Lines of data:
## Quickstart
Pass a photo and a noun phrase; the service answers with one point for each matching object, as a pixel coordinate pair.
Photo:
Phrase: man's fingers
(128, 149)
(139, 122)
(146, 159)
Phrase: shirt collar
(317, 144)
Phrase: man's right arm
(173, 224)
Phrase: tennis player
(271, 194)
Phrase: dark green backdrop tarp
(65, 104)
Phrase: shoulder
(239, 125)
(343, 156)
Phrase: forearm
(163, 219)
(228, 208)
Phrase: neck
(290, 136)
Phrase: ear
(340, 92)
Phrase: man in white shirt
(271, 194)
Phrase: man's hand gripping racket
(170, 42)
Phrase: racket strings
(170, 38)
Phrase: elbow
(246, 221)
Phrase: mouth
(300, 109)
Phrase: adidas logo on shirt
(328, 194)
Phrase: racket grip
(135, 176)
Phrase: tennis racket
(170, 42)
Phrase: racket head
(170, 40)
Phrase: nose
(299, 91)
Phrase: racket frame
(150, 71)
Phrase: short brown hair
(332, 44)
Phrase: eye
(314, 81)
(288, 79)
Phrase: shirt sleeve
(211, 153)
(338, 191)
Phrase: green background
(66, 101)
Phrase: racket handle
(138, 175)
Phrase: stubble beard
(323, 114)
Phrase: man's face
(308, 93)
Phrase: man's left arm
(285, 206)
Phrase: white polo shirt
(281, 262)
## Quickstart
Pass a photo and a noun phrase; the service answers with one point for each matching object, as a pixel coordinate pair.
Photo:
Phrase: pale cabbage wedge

...

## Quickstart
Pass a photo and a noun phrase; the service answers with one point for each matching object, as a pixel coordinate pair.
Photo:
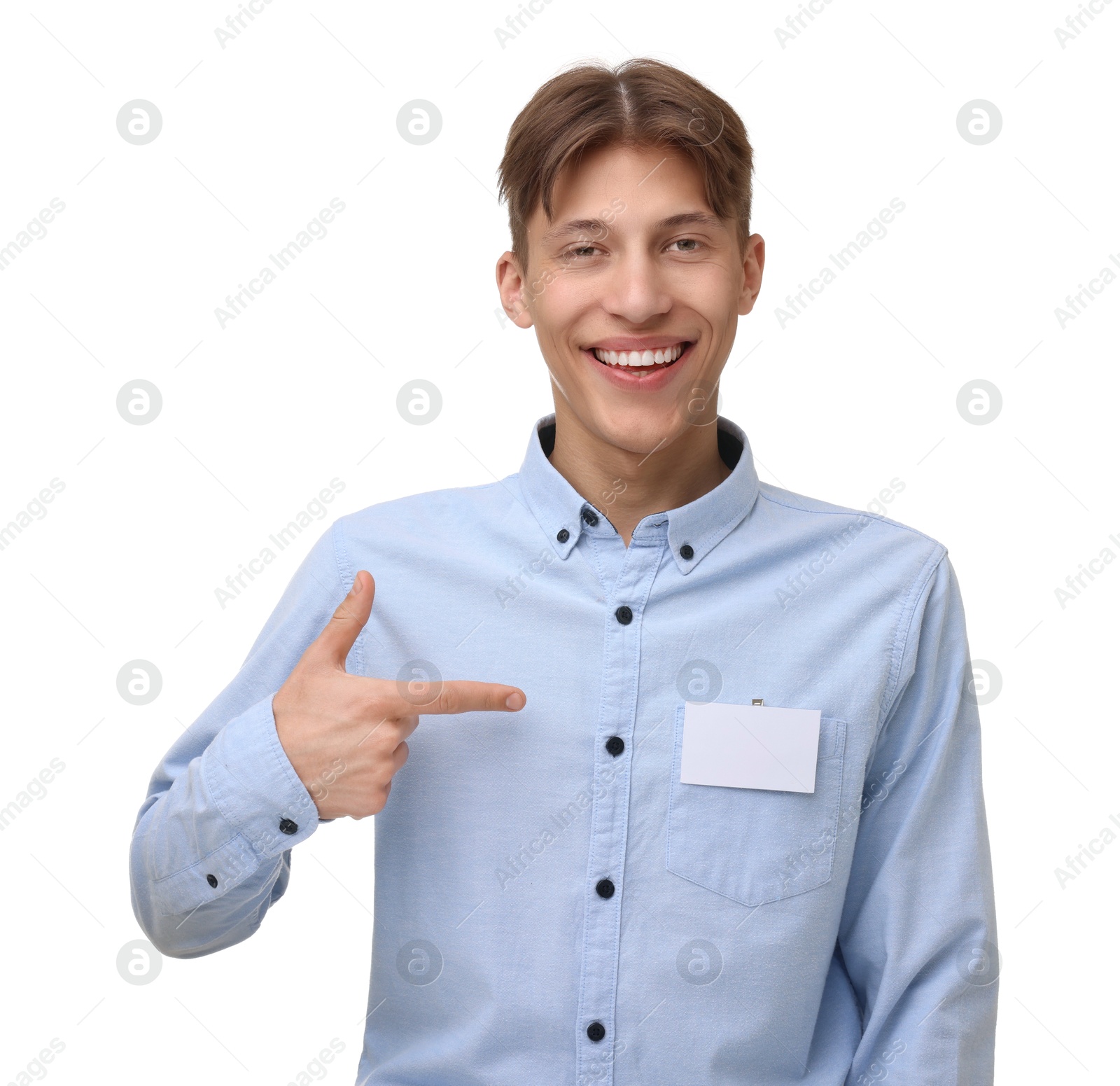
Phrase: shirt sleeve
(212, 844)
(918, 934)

PROBLEM
Update the part that opens with the line containing "Phrase: racket head" and closes with the line containing "Phrase: pale cabbage wedge", changing "racket" to "bat" and keeping everything else the same. Give back only those lines.

EXPECTED OUTPUT
Phrase: bat head
(170, 40)
Phrase: nose
(299, 91)
Phrase: bat frame
(150, 71)
Phrase: short brown hair
(332, 44)
Phrase: eye
(314, 81)
(288, 79)
Phrase: shirt sleeve
(211, 153)
(338, 191)
Phrase: green background
(66, 101)
Phrase: bat handle
(138, 175)
Phrase: stubble beard
(323, 114)
Phrase: man's face
(308, 93)
Phrase: man's left arm
(285, 206)
Phrase: white polo shirt
(281, 262)
## Quickstart
Pass a photo and a noun phrase; the service answers with one point for each matching object, as a pixel coordinate pair.
Photo:
Phrase: pale cabbage wedge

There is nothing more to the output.